Para nós, pessoas, maratonar uma série pode ser legal e relaxante, mas os cães não fazem a mesma associação. “Não existe benefício cientificamente comprovado de colocar o cachorro ‘assistindo’ televisão. Por isso, é fundamental respeitar essa espécie tão linda e diferente que trouxemos para casa”, recomenda a geneticista.
Programações e playlists voltadas para a TV são mentira?
Não necessariamente! Na verdade, como André L. Almeida explica, tudo dependerá de como o animal associa determinados sons, desde uma música a até ruídos do dia a dia. Um animal distraído com uma TV não significa que ele está de fato assistindo o que está passando por ali.
“As pessoas romantizam e humanizam demais, e isso vem cada vez mais ganhando força. Elas acreditam que o cachorro tenha mudado de comportamento por causa da TV que ficou ligada, mas não é bem assim”, diz.
Quando o tutor liga TV sempre que vai sair de casa, o cachorro irá fazer essa associação, “ele saberá que a TV ligada significa que o tutor vai sair e demorar a voltar, então ele aprende que não adianta ficar estressado porque o humano só retorna em um determinado horário. Essa calma do cão é associada à TV, mas, na verdade, vem da frequência do comportamento”.

Dados armazenados:
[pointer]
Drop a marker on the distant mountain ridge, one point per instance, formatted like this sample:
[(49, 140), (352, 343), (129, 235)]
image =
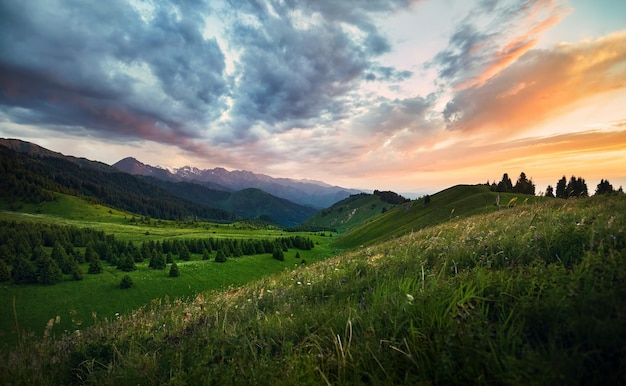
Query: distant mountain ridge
[(31, 173), (312, 193)]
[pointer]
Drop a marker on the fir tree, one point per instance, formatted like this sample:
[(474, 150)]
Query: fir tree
[(220, 257), (5, 273), (24, 272), (278, 253), (49, 271), (126, 282), (95, 266)]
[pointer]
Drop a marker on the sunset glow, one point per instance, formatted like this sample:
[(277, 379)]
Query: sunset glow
[(410, 96)]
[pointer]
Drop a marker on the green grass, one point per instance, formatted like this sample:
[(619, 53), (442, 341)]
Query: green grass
[(349, 213), (529, 295), (455, 202), (75, 301)]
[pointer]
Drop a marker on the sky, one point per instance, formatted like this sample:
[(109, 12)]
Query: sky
[(412, 96)]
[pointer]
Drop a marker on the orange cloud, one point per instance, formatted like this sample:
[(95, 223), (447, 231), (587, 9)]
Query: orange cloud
[(533, 24), (541, 85)]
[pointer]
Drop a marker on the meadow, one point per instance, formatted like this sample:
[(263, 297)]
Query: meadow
[(532, 294), (26, 309)]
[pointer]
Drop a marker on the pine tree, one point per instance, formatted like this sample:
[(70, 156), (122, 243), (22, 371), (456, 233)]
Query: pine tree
[(505, 185), (278, 253), (174, 270), (24, 272), (604, 187), (126, 282), (77, 273), (561, 187), (95, 266), (157, 261), (49, 271), (220, 257), (5, 273)]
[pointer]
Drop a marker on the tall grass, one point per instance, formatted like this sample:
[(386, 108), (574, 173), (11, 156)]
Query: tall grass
[(529, 295)]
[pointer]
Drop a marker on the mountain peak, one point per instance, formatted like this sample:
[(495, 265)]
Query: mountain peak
[(305, 192), (133, 166)]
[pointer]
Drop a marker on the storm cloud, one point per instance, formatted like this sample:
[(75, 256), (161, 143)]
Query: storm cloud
[(153, 70)]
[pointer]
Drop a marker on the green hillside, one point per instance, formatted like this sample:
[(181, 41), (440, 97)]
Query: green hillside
[(455, 202), (247, 203), (348, 213), (532, 294)]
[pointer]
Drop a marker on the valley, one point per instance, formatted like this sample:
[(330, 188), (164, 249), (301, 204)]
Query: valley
[(463, 285)]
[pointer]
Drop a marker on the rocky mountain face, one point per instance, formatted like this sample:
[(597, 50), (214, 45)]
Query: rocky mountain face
[(305, 192)]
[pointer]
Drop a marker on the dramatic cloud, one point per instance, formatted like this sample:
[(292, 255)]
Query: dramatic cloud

### O que fazer
1. Resuma em duas frases o texto sobre cães e televisão.
2. Reescreva o trecho do texto sobre cães e televisão que vai de "Programações e playlists" até "passando por ali.", trocando "animal" por "cachorro".

### Respostas
1. Não existe benefício cientificamente comprovado em deixar o cachorro "assistindo" televisão, e um animal distraído com a TV não está de fato assistindo ao que passa nela. Quando o tutor liga a TV sempre que sai, o cão associa a TV ligada à saída e aprende a ficar calmo, mas essa calma vem da frequência do comportamento.

2.
Programações e playlists voltadas para a TV são mentira?
Não necessariamente! Na verdade, como André L. Almeida explica, tudo dependerá de como o cachorro associa determinados sons, desde uma música a até ruídos do dia a dia. Um cachorro distraído com uma TV não significa que ele está de fato assistindo o que está passando por ali.